What the task requires> List every line in the items below that contains the word "snow".
[Start of Records]
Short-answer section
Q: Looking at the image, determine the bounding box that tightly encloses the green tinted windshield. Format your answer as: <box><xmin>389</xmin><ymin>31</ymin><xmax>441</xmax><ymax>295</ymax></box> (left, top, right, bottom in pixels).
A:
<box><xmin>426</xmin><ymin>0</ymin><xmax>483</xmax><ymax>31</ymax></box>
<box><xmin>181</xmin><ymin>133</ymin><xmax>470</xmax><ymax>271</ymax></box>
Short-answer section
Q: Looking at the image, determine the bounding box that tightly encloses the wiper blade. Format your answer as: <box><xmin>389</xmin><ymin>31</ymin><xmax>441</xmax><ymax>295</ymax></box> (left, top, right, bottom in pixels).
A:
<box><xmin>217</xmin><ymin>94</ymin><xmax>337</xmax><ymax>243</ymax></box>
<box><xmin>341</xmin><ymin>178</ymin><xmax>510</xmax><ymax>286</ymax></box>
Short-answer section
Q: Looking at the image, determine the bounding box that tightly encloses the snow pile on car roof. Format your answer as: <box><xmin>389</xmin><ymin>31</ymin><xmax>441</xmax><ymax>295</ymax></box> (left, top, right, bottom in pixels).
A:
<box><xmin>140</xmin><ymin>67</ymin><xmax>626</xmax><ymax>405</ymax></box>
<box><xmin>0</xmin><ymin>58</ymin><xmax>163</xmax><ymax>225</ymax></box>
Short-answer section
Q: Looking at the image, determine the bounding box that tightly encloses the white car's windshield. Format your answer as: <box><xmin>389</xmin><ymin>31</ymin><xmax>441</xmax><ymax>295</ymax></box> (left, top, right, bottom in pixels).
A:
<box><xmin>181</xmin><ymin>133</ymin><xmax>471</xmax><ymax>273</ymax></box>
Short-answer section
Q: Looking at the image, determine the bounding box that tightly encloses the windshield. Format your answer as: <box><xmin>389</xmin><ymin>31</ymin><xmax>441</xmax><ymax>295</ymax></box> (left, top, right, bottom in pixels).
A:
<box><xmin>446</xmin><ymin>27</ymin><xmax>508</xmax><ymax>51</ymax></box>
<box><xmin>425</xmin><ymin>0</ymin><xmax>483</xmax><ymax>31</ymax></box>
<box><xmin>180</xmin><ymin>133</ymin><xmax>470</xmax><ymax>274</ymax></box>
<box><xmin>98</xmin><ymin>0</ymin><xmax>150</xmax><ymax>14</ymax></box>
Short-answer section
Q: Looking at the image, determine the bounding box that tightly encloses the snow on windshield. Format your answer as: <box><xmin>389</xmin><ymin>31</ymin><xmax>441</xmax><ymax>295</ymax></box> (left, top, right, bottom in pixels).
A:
[End of Records]
The result>
Q: Looking at the image, determine the bounding box that tightly encloses the snow pile on car roof. Format your answer as: <box><xmin>389</xmin><ymin>31</ymin><xmax>441</xmax><ymax>295</ymax></box> (left, top, right, bottom in pixels).
Q: Looking at the image, determine the bounding box that tightly encloses the snow on windshield. Format your answer as: <box><xmin>389</xmin><ymin>31</ymin><xmax>441</xmax><ymax>295</ymax></box> (left, top, right, bottom in pixels).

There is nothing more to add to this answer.